=== REQUIRED WORK ===
(1) Copy the part of the article on the BBC Radio 3 malware warning between "BBC Radio 3, who's" and "bots rescanned it.", inclusive.
(2) Carry on the article about the BBC Radio 3 malware warning from the point where it ends.

=== PASSAGE TO READ ===
******************************
Sep 11, 2010 07:32 GMT  ·  By

Many users were blocked from accessing the BBC Radio 3 website earlier this week due to a Google warning about its pages being infected with malware.

The site was blacklisted by the Google Safe Browsing service because "4 page(s) resulted in malicious software being downloaded and installed without user consent."

This blacklisting service is used by the Firefox and Chrome browsers for checking URLs, as well as Google's own Web search engine.

"The last time Google visited this site was on 2010-09-09, and the last time suspicious content was found on this site was on 2010-09-09," the company informs via its diagnostic page.

BBC Radio 3, who's broadcasting focuses on classical music, opera, jazz, drama and art, seems to have been the victim of a mass injection attack, since the same infection has affected at least 654 other websites as well.

According to The Register several antivirus experts confirmed that the site was clean as of Thursday, but the warning lingered on until Google's anti-malware bots rescanned it.

The incident couldn't have came at a worse time for Radio 3, with the Last Night of the Proms, an important classical music event, coming up.
******************************
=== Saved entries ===
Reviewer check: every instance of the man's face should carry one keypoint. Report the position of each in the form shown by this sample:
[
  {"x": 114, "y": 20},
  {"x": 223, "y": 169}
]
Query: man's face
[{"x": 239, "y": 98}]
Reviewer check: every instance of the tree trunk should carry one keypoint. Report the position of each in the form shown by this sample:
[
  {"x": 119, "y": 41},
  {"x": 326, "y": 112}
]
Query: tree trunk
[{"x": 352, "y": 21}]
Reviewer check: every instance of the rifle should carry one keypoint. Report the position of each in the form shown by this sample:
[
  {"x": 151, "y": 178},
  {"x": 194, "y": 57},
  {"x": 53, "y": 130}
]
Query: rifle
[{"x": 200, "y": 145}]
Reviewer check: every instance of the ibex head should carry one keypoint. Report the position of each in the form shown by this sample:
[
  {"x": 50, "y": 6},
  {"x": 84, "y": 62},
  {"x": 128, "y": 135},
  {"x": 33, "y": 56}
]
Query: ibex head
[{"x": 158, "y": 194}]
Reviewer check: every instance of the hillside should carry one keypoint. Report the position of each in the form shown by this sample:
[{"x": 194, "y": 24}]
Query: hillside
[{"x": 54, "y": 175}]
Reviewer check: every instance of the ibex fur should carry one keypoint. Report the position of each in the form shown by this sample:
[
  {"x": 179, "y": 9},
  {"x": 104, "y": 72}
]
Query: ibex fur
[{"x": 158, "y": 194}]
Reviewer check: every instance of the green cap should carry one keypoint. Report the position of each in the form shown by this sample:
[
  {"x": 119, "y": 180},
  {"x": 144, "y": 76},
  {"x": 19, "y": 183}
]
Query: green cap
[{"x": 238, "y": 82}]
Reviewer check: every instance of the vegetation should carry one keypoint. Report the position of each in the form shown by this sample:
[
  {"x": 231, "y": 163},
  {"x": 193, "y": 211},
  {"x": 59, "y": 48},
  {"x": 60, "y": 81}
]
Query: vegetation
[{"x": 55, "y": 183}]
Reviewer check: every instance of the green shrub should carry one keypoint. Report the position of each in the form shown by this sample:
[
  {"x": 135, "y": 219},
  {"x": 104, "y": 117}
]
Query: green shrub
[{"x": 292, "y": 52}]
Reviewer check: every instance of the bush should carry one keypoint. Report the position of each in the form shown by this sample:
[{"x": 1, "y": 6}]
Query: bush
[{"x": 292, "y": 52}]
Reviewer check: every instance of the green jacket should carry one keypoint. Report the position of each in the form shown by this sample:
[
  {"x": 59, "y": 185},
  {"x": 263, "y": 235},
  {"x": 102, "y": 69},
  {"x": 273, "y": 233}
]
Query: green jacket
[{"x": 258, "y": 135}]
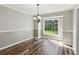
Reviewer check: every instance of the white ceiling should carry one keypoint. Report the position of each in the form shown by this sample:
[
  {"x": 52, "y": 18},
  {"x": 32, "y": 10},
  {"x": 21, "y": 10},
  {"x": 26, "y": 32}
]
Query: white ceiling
[{"x": 44, "y": 8}]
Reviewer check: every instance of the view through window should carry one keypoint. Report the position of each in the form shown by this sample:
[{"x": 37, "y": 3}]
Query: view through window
[{"x": 51, "y": 27}]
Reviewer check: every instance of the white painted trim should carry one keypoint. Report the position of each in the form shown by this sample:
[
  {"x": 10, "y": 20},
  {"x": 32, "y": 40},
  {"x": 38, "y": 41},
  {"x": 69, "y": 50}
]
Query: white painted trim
[
  {"x": 67, "y": 30},
  {"x": 5, "y": 5},
  {"x": 14, "y": 30},
  {"x": 15, "y": 43}
]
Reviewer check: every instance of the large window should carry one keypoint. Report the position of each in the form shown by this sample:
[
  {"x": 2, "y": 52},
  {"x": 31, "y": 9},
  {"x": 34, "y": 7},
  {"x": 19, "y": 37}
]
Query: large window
[{"x": 51, "y": 27}]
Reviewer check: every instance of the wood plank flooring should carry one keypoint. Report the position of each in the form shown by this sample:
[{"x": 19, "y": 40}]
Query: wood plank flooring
[{"x": 38, "y": 47}]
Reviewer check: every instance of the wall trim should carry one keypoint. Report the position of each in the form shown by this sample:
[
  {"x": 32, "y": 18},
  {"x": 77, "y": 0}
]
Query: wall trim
[{"x": 15, "y": 43}]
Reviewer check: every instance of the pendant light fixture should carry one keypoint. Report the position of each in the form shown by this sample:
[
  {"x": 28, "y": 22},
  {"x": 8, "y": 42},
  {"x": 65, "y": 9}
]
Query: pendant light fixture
[{"x": 37, "y": 17}]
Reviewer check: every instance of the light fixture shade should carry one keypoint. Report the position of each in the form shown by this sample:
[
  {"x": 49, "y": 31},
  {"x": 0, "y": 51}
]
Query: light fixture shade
[
  {"x": 34, "y": 18},
  {"x": 37, "y": 17}
]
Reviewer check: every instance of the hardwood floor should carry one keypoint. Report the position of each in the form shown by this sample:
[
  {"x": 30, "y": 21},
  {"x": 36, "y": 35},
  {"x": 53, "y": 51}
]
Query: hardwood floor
[{"x": 38, "y": 47}]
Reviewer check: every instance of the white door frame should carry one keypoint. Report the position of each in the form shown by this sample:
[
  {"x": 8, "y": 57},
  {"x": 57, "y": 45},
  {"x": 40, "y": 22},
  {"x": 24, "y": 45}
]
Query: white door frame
[{"x": 60, "y": 27}]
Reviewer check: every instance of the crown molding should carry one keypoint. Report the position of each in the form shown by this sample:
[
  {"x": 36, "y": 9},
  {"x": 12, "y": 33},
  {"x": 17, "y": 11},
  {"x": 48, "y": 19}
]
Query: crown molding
[{"x": 5, "y": 5}]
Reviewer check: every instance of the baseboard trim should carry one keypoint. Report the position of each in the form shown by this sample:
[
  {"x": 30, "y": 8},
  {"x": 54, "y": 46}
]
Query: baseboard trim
[{"x": 15, "y": 43}]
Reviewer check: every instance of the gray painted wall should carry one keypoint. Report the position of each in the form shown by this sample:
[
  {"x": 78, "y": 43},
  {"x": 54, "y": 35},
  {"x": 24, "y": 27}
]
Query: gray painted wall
[
  {"x": 67, "y": 24},
  {"x": 14, "y": 26}
]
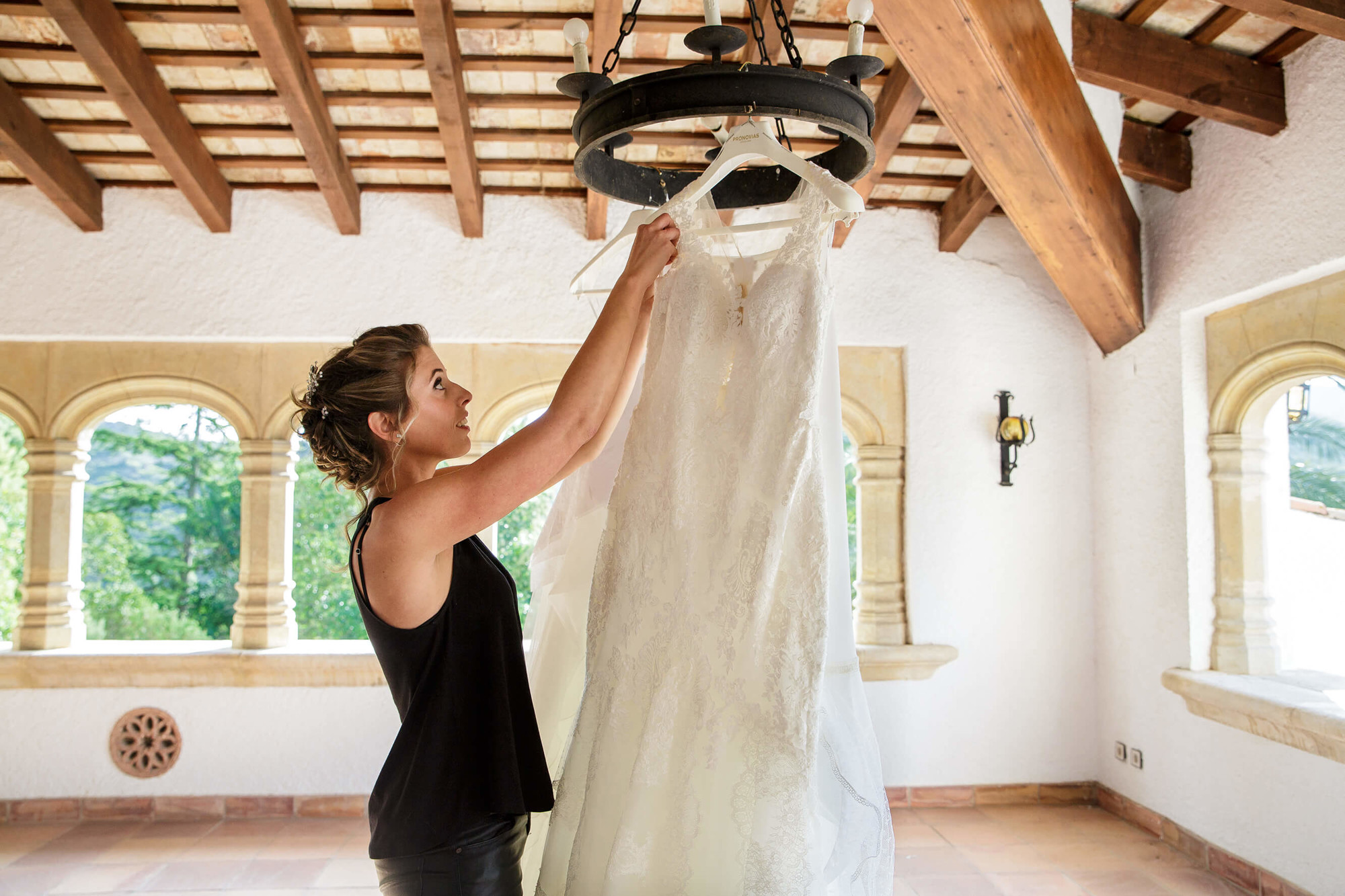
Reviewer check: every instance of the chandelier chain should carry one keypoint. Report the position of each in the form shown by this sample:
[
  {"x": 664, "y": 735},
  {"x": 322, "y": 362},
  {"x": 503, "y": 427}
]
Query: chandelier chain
[
  {"x": 614, "y": 56},
  {"x": 782, "y": 22},
  {"x": 759, "y": 33}
]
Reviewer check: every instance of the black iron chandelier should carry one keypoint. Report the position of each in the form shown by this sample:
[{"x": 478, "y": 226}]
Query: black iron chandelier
[{"x": 610, "y": 112}]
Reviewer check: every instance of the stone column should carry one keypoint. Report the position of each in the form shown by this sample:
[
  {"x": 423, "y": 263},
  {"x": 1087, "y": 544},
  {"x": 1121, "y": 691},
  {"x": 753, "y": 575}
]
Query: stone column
[
  {"x": 882, "y": 614},
  {"x": 264, "y": 615},
  {"x": 1245, "y": 639},
  {"x": 52, "y": 614}
]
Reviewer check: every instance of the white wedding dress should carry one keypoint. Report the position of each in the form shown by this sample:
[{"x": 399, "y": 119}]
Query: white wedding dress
[{"x": 723, "y": 744}]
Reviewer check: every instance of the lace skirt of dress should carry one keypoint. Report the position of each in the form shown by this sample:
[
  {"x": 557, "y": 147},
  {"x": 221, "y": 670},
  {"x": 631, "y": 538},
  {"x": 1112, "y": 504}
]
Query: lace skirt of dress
[{"x": 732, "y": 751}]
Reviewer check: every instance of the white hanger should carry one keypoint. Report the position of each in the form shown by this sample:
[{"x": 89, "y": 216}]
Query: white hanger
[{"x": 750, "y": 140}]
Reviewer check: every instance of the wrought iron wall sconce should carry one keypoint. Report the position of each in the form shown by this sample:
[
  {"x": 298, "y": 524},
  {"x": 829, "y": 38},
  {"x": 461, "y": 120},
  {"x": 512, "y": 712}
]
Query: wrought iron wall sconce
[
  {"x": 1297, "y": 400},
  {"x": 1012, "y": 435}
]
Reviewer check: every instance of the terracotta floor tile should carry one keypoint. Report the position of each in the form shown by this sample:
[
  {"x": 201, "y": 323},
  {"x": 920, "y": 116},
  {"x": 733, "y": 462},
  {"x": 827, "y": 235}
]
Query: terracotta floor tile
[
  {"x": 224, "y": 849},
  {"x": 1020, "y": 857},
  {"x": 301, "y": 849},
  {"x": 935, "y": 860},
  {"x": 349, "y": 872},
  {"x": 278, "y": 873},
  {"x": 173, "y": 830},
  {"x": 1124, "y": 883},
  {"x": 1085, "y": 856},
  {"x": 953, "y": 815},
  {"x": 34, "y": 879},
  {"x": 1036, "y": 884},
  {"x": 103, "y": 879},
  {"x": 984, "y": 834},
  {"x": 909, "y": 836},
  {"x": 1192, "y": 881},
  {"x": 146, "y": 849},
  {"x": 953, "y": 885},
  {"x": 209, "y": 874}
]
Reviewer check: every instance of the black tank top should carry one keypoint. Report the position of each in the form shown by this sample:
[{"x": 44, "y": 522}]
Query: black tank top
[{"x": 469, "y": 744}]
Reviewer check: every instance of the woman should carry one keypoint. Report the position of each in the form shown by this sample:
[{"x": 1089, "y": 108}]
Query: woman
[{"x": 450, "y": 810}]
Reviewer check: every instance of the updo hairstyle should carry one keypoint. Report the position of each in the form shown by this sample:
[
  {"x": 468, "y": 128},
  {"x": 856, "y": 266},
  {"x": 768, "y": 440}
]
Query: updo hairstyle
[{"x": 372, "y": 374}]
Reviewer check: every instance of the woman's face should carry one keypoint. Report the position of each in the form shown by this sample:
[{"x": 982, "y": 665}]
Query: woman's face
[{"x": 438, "y": 423}]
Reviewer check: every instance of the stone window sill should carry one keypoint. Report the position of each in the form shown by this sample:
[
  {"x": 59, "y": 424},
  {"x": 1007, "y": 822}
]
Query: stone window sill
[
  {"x": 306, "y": 663},
  {"x": 192, "y": 663},
  {"x": 1303, "y": 709}
]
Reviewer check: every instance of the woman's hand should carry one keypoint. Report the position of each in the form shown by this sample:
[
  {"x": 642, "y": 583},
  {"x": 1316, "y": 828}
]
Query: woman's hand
[{"x": 656, "y": 247}]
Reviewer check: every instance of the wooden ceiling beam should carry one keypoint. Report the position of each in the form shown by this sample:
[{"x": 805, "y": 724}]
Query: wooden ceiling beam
[
  {"x": 248, "y": 60},
  {"x": 1156, "y": 155},
  {"x": 969, "y": 205},
  {"x": 475, "y": 19},
  {"x": 116, "y": 58},
  {"x": 1165, "y": 69},
  {"x": 895, "y": 110},
  {"x": 46, "y": 163},
  {"x": 1319, "y": 17},
  {"x": 445, "y": 65},
  {"x": 607, "y": 25},
  {"x": 276, "y": 36},
  {"x": 1000, "y": 80}
]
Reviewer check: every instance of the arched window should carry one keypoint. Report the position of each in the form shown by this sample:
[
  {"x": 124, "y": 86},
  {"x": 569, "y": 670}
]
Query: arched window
[
  {"x": 516, "y": 534},
  {"x": 1305, "y": 532},
  {"x": 13, "y": 510},
  {"x": 325, "y": 604},
  {"x": 162, "y": 525}
]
******************************
=== ANSWERS BY ITEM NUMBER ===
(1)
BBC Radio 3, who's broadcasting focuses on classical music, opera, jazz, drama and art, seems to have been the victim of a mass injection attack, since the same infection has affected at least 654 other websites as well.

According to The Register several antivirus experts confirmed that the site was clean as of Thursday, but the warning lingered on until Google's anti-malware bots rescanned it.

(2)
Legit compromised websites rank at the top of attack vectors used by cybercriminals today. And in the context of attacks that adopt a hit-and-run-like approach, protection methods that rely on blacklisting have repeatedly proved inefficient.

We don't know when the BBC Radio 3 website was initially infected, but from past experience, we can assume that there was a significant window of exposure until Google detected it.

And even if there wasn't, a lot of people accessing the address directly, like Internet Explorer users, don't receive Google Safe Browsing warnings.

Therefore, if you accessed the BBC Radio 3 website recently it's highly recommended that you scan your computer with a capable and up-to-date antivirus program.